======== RECORDED INFORMATION

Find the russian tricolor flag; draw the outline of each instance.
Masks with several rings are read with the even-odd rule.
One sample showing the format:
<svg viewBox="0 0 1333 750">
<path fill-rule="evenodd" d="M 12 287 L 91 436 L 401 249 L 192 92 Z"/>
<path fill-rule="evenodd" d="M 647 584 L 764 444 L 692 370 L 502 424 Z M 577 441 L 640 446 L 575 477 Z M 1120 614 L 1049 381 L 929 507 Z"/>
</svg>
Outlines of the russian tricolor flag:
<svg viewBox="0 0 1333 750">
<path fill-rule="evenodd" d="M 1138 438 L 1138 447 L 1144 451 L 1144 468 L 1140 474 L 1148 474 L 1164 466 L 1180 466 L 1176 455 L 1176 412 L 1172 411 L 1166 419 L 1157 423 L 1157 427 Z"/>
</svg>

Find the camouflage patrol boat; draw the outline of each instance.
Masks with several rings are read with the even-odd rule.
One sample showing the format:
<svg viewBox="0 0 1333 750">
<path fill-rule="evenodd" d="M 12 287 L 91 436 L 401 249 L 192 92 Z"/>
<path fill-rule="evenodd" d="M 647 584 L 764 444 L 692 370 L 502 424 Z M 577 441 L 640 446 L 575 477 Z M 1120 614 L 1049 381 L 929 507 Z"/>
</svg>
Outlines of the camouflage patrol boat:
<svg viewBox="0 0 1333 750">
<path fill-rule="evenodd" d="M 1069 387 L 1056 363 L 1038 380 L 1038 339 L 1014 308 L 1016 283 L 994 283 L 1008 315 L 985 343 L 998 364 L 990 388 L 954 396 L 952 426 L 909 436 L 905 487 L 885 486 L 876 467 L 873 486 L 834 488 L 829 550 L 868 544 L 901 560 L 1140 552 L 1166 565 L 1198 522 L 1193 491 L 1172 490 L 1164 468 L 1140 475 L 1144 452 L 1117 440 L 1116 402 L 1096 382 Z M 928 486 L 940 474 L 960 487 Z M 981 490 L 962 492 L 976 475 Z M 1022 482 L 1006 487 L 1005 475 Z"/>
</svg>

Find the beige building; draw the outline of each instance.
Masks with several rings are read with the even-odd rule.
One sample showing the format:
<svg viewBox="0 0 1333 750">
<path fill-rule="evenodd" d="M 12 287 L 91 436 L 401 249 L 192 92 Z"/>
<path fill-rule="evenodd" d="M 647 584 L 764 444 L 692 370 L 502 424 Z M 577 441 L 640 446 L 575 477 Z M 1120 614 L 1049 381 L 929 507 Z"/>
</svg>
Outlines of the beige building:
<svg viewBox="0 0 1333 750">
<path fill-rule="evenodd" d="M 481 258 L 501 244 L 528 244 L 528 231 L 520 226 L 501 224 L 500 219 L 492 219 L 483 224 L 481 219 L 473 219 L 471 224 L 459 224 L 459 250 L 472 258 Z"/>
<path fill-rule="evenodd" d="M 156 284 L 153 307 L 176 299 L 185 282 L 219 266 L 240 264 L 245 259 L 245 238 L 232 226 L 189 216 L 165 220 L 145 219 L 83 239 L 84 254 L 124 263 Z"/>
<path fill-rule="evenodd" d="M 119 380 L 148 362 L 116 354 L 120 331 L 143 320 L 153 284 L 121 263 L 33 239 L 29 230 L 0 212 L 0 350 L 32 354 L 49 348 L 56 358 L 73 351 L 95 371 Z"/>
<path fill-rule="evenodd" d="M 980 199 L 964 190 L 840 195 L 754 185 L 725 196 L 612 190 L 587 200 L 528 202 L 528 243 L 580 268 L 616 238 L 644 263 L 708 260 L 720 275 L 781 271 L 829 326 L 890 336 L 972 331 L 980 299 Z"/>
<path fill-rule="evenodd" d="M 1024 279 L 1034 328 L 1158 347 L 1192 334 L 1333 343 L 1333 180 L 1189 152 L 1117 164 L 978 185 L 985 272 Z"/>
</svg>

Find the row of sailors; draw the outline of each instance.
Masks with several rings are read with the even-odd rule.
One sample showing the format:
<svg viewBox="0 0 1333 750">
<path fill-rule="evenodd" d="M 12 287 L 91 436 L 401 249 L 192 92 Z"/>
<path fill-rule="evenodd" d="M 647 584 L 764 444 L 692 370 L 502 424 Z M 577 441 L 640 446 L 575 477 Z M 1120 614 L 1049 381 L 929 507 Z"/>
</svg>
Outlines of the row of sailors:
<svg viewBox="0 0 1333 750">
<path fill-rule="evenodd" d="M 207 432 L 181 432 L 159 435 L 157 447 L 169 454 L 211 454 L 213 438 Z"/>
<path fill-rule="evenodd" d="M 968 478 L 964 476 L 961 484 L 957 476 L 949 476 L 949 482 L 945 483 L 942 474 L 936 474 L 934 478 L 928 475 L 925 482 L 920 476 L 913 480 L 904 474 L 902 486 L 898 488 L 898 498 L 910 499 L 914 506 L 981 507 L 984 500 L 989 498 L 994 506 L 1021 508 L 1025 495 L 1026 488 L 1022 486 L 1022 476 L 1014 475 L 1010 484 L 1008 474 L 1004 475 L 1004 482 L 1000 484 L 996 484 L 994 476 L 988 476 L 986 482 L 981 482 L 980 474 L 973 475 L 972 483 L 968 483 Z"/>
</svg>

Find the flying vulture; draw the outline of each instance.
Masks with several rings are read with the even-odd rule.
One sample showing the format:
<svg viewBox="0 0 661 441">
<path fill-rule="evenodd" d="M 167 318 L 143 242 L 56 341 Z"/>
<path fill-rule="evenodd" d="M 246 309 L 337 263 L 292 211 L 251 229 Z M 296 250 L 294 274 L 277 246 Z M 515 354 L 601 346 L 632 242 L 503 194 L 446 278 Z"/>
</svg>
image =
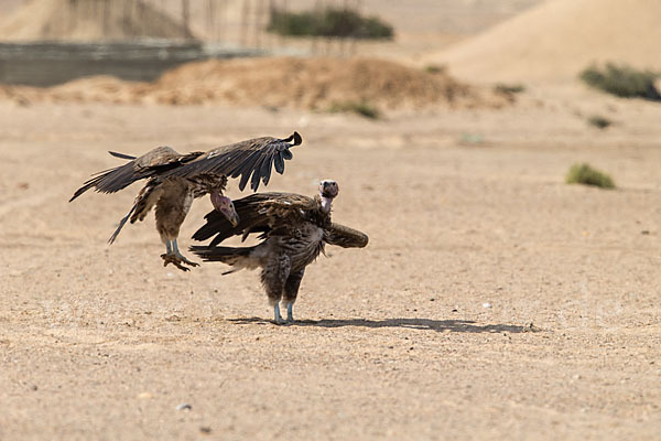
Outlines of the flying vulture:
<svg viewBox="0 0 661 441">
<path fill-rule="evenodd" d="M 170 147 L 155 148 L 140 158 L 109 152 L 129 162 L 97 173 L 74 193 L 69 202 L 89 189 L 101 193 L 115 193 L 145 179 L 145 185 L 110 236 L 109 243 L 115 241 L 128 219 L 131 224 L 143 220 L 155 205 L 156 230 L 165 245 L 165 254 L 161 255 L 163 265 L 173 263 L 178 269 L 188 271 L 183 263 L 192 267 L 196 267 L 197 263 L 180 252 L 177 237 L 193 200 L 208 193 L 218 213 L 231 225 L 238 225 L 239 217 L 232 201 L 223 195 L 227 180 L 240 176 L 239 190 L 242 191 L 250 181 L 250 189 L 257 191 L 260 181 L 264 185 L 269 183 L 273 165 L 278 173 L 284 172 L 284 160 L 293 158 L 290 148 L 300 146 L 301 142 L 301 136 L 294 132 L 286 139 L 249 139 L 206 153 L 181 154 Z"/>
<path fill-rule="evenodd" d="M 261 281 L 273 306 L 275 323 L 285 323 L 280 315 L 280 302 L 286 305 L 286 322 L 292 323 L 293 305 L 305 267 L 312 263 L 324 245 L 362 248 L 368 243 L 364 233 L 330 222 L 330 204 L 337 196 L 335 181 L 322 181 L 319 194 L 307 197 L 291 193 L 256 193 L 235 201 L 239 224 L 210 212 L 206 224 L 194 235 L 196 240 L 212 238 L 209 246 L 193 246 L 191 250 L 205 261 L 221 261 L 234 267 L 224 272 L 261 268 Z M 252 247 L 218 247 L 231 236 L 246 239 L 260 233 L 263 239 Z"/>
</svg>

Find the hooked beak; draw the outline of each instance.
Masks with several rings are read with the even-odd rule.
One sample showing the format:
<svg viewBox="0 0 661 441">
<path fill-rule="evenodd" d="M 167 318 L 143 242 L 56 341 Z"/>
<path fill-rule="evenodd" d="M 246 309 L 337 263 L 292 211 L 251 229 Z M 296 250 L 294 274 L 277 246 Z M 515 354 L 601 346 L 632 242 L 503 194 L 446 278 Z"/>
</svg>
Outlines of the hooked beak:
<svg viewBox="0 0 661 441">
<path fill-rule="evenodd" d="M 223 214 L 223 216 L 225 216 L 227 220 L 229 220 L 232 227 L 239 225 L 239 214 L 235 209 L 231 200 L 218 193 L 213 193 L 210 196 L 214 208 L 216 208 L 216 211 Z"/>
</svg>

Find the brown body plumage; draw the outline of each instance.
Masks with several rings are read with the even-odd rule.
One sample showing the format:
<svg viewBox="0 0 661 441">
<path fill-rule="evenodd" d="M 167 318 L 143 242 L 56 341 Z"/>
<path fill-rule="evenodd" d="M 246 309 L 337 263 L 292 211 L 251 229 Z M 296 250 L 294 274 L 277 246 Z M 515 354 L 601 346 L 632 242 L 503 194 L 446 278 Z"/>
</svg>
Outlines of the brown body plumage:
<svg viewBox="0 0 661 441">
<path fill-rule="evenodd" d="M 292 159 L 289 149 L 301 142 L 300 135 L 294 132 L 286 139 L 256 138 L 219 147 L 206 153 L 181 154 L 170 147 L 159 147 L 140 158 L 110 152 L 115 157 L 128 159 L 129 162 L 98 173 L 85 182 L 71 201 L 90 189 L 101 193 L 115 193 L 136 181 L 147 179 L 148 182 L 138 193 L 133 206 L 121 219 L 109 241 L 115 241 L 127 220 L 130 219 L 131 224 L 143 220 L 155 206 L 156 229 L 166 248 L 166 252 L 161 256 L 164 265 L 174 263 L 177 268 L 187 270 L 182 263 L 197 263 L 181 255 L 177 237 L 193 200 L 210 194 L 215 208 L 228 222 L 236 224 L 238 216 L 232 202 L 223 195 L 228 178 L 240 176 L 240 190 L 250 181 L 250 187 L 257 191 L 260 181 L 264 185 L 269 183 L 273 166 L 277 172 L 283 173 L 284 161 Z"/>
<path fill-rule="evenodd" d="M 323 181 L 315 197 L 291 193 L 258 193 L 235 202 L 241 220 L 231 226 L 217 213 L 206 215 L 207 223 L 194 239 L 206 240 L 208 247 L 195 246 L 191 250 L 206 261 L 221 261 L 239 269 L 261 268 L 261 281 L 274 309 L 275 322 L 282 323 L 279 303 L 288 309 L 288 321 L 293 321 L 292 309 L 296 300 L 305 267 L 312 263 L 324 245 L 344 248 L 362 248 L 368 243 L 364 233 L 330 220 L 330 202 L 337 195 L 334 181 Z M 216 244 L 231 236 L 246 238 L 259 233 L 264 239 L 252 247 L 218 247 Z"/>
</svg>

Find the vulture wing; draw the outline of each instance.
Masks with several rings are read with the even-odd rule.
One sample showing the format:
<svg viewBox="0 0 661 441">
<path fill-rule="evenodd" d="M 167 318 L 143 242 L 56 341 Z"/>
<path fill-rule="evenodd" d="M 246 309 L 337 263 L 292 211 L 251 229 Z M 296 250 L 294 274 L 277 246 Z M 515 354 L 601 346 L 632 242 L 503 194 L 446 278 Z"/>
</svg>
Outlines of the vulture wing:
<svg viewBox="0 0 661 441">
<path fill-rule="evenodd" d="M 74 193 L 69 202 L 74 201 L 89 189 L 95 189 L 97 192 L 101 193 L 118 192 L 136 181 L 152 178 L 165 171 L 180 168 L 198 158 L 203 152 L 181 154 L 170 147 L 158 147 L 140 158 L 117 152 L 110 152 L 110 154 L 130 161 L 123 165 L 105 170 L 94 175 L 86 181 L 80 189 L 76 190 L 76 193 Z"/>
<path fill-rule="evenodd" d="M 249 139 L 235 144 L 210 150 L 188 164 L 170 171 L 166 175 L 193 178 L 198 174 L 221 174 L 239 178 L 242 191 L 250 181 L 250 189 L 257 191 L 259 181 L 264 185 L 271 179 L 271 170 L 280 174 L 284 172 L 284 161 L 293 158 L 290 149 L 300 146 L 303 139 L 294 132 L 285 139 L 271 137 Z"/>
<path fill-rule="evenodd" d="M 275 227 L 294 226 L 305 217 L 306 212 L 317 208 L 317 202 L 308 196 L 293 193 L 254 193 L 234 202 L 239 224 L 232 227 L 229 220 L 217 211 L 208 213 L 203 225 L 193 238 L 195 240 L 214 239 L 209 246 L 220 244 L 231 236 L 246 239 L 251 233 L 272 232 Z"/>
<path fill-rule="evenodd" d="M 343 248 L 364 248 L 369 237 L 362 232 L 332 223 L 324 228 L 324 241 L 328 245 L 337 245 Z"/>
</svg>

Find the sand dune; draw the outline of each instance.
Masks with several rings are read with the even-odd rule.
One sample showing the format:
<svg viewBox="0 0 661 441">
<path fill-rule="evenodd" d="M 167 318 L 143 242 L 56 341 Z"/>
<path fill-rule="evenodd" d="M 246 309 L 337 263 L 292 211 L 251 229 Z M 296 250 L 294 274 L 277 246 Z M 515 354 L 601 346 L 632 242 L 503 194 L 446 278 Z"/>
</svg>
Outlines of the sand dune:
<svg viewBox="0 0 661 441">
<path fill-rule="evenodd" d="M 427 62 L 479 82 L 563 80 L 590 63 L 661 69 L 661 2 L 550 0 Z"/>
</svg>

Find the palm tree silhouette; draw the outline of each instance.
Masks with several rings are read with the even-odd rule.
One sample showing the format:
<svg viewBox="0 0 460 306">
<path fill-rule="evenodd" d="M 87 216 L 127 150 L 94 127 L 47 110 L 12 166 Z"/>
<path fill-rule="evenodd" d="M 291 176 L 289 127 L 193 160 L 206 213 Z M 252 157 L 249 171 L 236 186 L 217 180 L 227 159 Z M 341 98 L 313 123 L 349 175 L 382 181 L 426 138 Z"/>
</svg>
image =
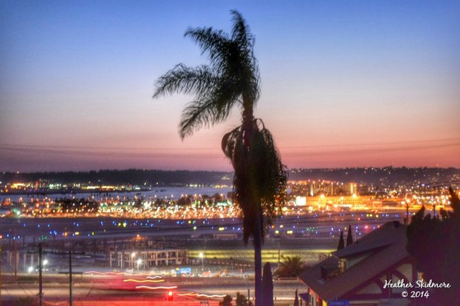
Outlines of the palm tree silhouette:
<svg viewBox="0 0 460 306">
<path fill-rule="evenodd" d="M 156 82 L 154 98 L 172 94 L 195 99 L 183 110 L 179 135 L 183 139 L 203 127 L 227 119 L 238 108 L 242 124 L 226 134 L 222 148 L 235 170 L 233 200 L 241 209 L 243 238 L 254 244 L 255 299 L 262 299 L 262 244 L 265 225 L 281 213 L 286 198 L 287 173 L 270 132 L 253 110 L 260 97 L 260 75 L 254 56 L 254 37 L 241 14 L 231 11 L 231 35 L 212 27 L 189 28 L 189 37 L 207 54 L 209 65 L 179 64 Z"/>
</svg>

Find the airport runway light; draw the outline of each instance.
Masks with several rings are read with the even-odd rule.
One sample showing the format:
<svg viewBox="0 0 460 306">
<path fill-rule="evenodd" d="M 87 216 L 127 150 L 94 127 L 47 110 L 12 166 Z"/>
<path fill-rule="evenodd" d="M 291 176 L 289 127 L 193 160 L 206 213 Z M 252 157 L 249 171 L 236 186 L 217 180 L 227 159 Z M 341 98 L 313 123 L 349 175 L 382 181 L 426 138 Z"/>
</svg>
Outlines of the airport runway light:
<svg viewBox="0 0 460 306">
<path fill-rule="evenodd" d="M 198 257 L 201 259 L 201 272 L 205 272 L 205 256 L 203 253 L 198 254 Z"/>
</svg>

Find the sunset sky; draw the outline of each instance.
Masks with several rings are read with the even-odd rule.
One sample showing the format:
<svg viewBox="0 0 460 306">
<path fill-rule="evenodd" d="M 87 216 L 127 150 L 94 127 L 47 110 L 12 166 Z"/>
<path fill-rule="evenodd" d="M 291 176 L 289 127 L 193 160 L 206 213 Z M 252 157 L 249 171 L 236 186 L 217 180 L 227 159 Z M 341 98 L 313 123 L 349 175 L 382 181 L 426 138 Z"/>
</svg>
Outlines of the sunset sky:
<svg viewBox="0 0 460 306">
<path fill-rule="evenodd" d="M 255 36 L 255 115 L 293 167 L 460 167 L 458 1 L 0 1 L 0 171 L 231 170 L 240 114 L 182 141 L 192 97 L 155 80 L 206 56 L 188 27 Z"/>
</svg>

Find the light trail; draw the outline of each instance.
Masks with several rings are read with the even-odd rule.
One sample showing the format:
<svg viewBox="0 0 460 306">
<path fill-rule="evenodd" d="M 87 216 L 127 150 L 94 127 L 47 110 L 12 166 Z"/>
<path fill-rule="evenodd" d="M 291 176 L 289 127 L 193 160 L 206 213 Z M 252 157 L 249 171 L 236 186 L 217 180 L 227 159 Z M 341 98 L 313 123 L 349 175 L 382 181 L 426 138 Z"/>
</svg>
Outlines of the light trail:
<svg viewBox="0 0 460 306">
<path fill-rule="evenodd" d="M 139 280 L 139 279 L 124 279 L 123 282 L 124 283 L 162 283 L 165 281 L 164 279 L 144 279 L 144 280 Z"/>
<path fill-rule="evenodd" d="M 161 289 L 169 290 L 169 289 L 177 289 L 177 286 L 158 286 L 158 287 L 150 287 L 150 286 L 136 286 L 136 289 L 148 289 L 150 290 L 159 290 Z"/>
</svg>

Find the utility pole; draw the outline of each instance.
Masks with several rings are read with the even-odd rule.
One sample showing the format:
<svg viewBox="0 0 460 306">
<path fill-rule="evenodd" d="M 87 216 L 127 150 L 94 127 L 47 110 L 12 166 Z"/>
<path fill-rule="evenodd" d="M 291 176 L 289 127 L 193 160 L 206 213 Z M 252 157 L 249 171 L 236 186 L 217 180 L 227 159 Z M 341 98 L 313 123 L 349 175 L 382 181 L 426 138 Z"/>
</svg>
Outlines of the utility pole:
<svg viewBox="0 0 460 306">
<path fill-rule="evenodd" d="M 42 292 L 42 279 L 41 279 L 41 242 L 38 244 L 38 298 L 40 300 L 40 306 L 43 306 L 43 293 Z"/>
<path fill-rule="evenodd" d="M 70 306 L 72 306 L 72 251 L 69 250 L 69 293 Z M 1 306 L 1 305 L 0 305 Z"/>
</svg>

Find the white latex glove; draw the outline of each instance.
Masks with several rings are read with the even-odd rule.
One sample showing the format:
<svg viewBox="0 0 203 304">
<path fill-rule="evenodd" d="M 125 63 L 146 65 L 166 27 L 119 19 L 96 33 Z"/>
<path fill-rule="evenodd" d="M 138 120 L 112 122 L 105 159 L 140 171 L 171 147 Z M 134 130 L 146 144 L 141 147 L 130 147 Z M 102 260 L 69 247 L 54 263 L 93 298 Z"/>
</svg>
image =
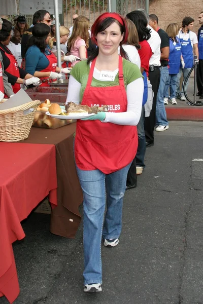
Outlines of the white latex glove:
<svg viewBox="0 0 203 304">
<path fill-rule="evenodd" d="M 26 86 L 29 86 L 30 85 L 33 85 L 34 86 L 37 86 L 39 85 L 40 82 L 40 79 L 38 77 L 31 77 L 29 79 L 26 79 L 25 81 L 25 85 Z"/>
<path fill-rule="evenodd" d="M 69 56 L 64 56 L 64 61 L 70 61 L 70 62 L 74 62 L 76 61 L 76 59 L 79 59 L 80 58 L 77 56 L 74 56 L 73 55 L 70 55 Z"/>
<path fill-rule="evenodd" d="M 60 72 L 64 73 L 64 74 L 69 74 L 70 71 L 71 70 L 68 67 L 64 67 L 60 70 Z"/>
<path fill-rule="evenodd" d="M 0 101 L 2 101 L 2 100 L 4 98 L 4 94 L 3 93 L 3 92 L 0 91 Z"/>
<path fill-rule="evenodd" d="M 56 73 L 55 72 L 51 72 L 49 78 L 50 79 L 59 79 L 61 77 L 61 74 Z"/>
</svg>

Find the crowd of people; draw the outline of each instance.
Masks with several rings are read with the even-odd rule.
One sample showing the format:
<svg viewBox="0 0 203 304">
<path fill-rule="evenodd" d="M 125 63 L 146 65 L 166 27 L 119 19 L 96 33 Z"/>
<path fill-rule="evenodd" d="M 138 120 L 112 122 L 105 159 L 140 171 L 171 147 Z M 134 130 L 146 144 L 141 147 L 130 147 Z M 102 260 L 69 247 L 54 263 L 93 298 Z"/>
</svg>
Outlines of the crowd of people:
<svg viewBox="0 0 203 304">
<path fill-rule="evenodd" d="M 74 147 L 84 196 L 84 291 L 93 292 L 101 291 L 101 238 L 105 247 L 119 243 L 125 191 L 137 186 L 154 130 L 168 129 L 168 99 L 173 104 L 178 98 L 186 100 L 180 79 L 183 74 L 185 81 L 193 54 L 199 59 L 197 87 L 203 98 L 203 12 L 198 36 L 190 17 L 181 28 L 171 23 L 165 31 L 157 16 L 142 9 L 125 18 L 105 13 L 91 29 L 86 17 L 73 19 L 73 27 L 59 28 L 62 68 L 48 12 L 36 12 L 29 28 L 24 16 L 13 27 L 1 19 L 0 91 L 11 97 L 21 85 L 48 86 L 71 66 L 66 103 L 109 107 L 108 112 L 77 121 Z"/>
</svg>

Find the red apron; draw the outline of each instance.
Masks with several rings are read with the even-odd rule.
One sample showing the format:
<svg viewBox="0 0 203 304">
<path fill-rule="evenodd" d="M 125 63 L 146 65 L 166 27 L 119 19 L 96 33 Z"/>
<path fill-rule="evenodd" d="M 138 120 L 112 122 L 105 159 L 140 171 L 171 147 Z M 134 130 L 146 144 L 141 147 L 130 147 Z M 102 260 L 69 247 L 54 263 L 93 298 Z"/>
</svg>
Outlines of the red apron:
<svg viewBox="0 0 203 304">
<path fill-rule="evenodd" d="M 0 61 L 0 91 L 4 94 L 3 72 L 3 70 L 2 70 L 2 62 L 1 61 Z"/>
<path fill-rule="evenodd" d="M 57 61 L 56 56 L 52 52 L 51 52 L 51 55 L 46 55 L 46 54 L 45 54 L 45 55 L 49 60 L 49 63 L 46 68 L 40 71 L 55 72 L 57 65 Z M 53 81 L 57 80 L 57 79 L 49 79 L 49 77 L 40 77 L 40 79 L 43 82 L 40 85 L 41 87 L 49 87 L 49 83 L 53 82 Z"/>
<path fill-rule="evenodd" d="M 95 62 L 96 59 L 92 62 L 81 104 L 107 104 L 110 111 L 126 112 L 127 101 L 122 58 L 119 56 L 119 85 L 114 87 L 91 87 Z M 98 169 L 106 174 L 115 172 L 132 161 L 138 144 L 136 126 L 100 121 L 77 121 L 75 151 L 76 164 L 80 169 Z"/>
<path fill-rule="evenodd" d="M 14 56 L 10 51 L 9 49 L 8 50 L 9 51 L 9 54 L 5 52 L 4 50 L 2 49 L 0 47 L 0 49 L 3 50 L 5 52 L 5 54 L 6 56 L 9 58 L 10 60 L 10 64 L 7 68 L 5 69 L 5 70 L 10 73 L 13 76 L 15 76 L 16 77 L 18 77 L 18 78 L 20 78 L 20 72 L 18 68 L 18 62 L 16 59 L 15 56 Z M 13 86 L 12 85 L 13 91 L 14 94 L 18 92 L 18 91 L 20 89 L 20 84 L 15 83 Z"/>
</svg>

================

(WHAT YOU ARE ASKED TO DO):
Render the part of the rows above that opens with the line containing "Find the brown" and closes with the line containing "292 159 L 289", both included, as a JSON list of strings, one string per line and blank lines omitted.

(ANSWER FOR THIS EXERCISE):
[
  "Find the brown body plumage; draw the outline of each instance.",
  "Masks with several rings are read with the even-odd rule.",
  "One sample showing the format:",
  "<svg viewBox=\"0 0 661 441\">",
  "<path fill-rule=\"evenodd\" d=\"M 167 318 L 143 242 L 56 341 Z\"/>",
  "<path fill-rule=\"evenodd\" d=\"M 246 309 L 337 263 L 292 211 L 251 229 Z M 296 250 L 294 274 L 277 246 Z M 515 354 L 601 346 L 632 242 L 503 194 L 446 278 Z\"/>",
  "</svg>",
  "Outlines of the brown body plumage:",
  "<svg viewBox=\"0 0 661 441\">",
  "<path fill-rule=\"evenodd\" d=\"M 292 159 L 289 149 L 301 142 L 300 135 L 294 132 L 286 139 L 256 138 L 219 147 L 206 153 L 181 154 L 170 147 L 159 147 L 140 158 L 110 152 L 115 157 L 128 159 L 129 162 L 98 173 L 85 182 L 71 201 L 90 189 L 101 193 L 115 193 L 136 181 L 147 179 L 148 182 L 138 193 L 133 206 L 121 219 L 109 241 L 115 241 L 127 220 L 130 219 L 131 224 L 143 220 L 155 206 L 156 229 L 166 248 L 166 252 L 161 256 L 164 265 L 174 263 L 177 268 L 187 270 L 182 263 L 197 263 L 181 255 L 177 237 L 193 200 L 210 194 L 215 208 L 228 222 L 236 224 L 238 216 L 232 202 L 223 195 L 228 178 L 240 176 L 240 190 L 250 181 L 250 187 L 257 191 L 260 181 L 264 185 L 269 183 L 273 166 L 277 172 L 283 173 L 284 161 Z\"/>"
]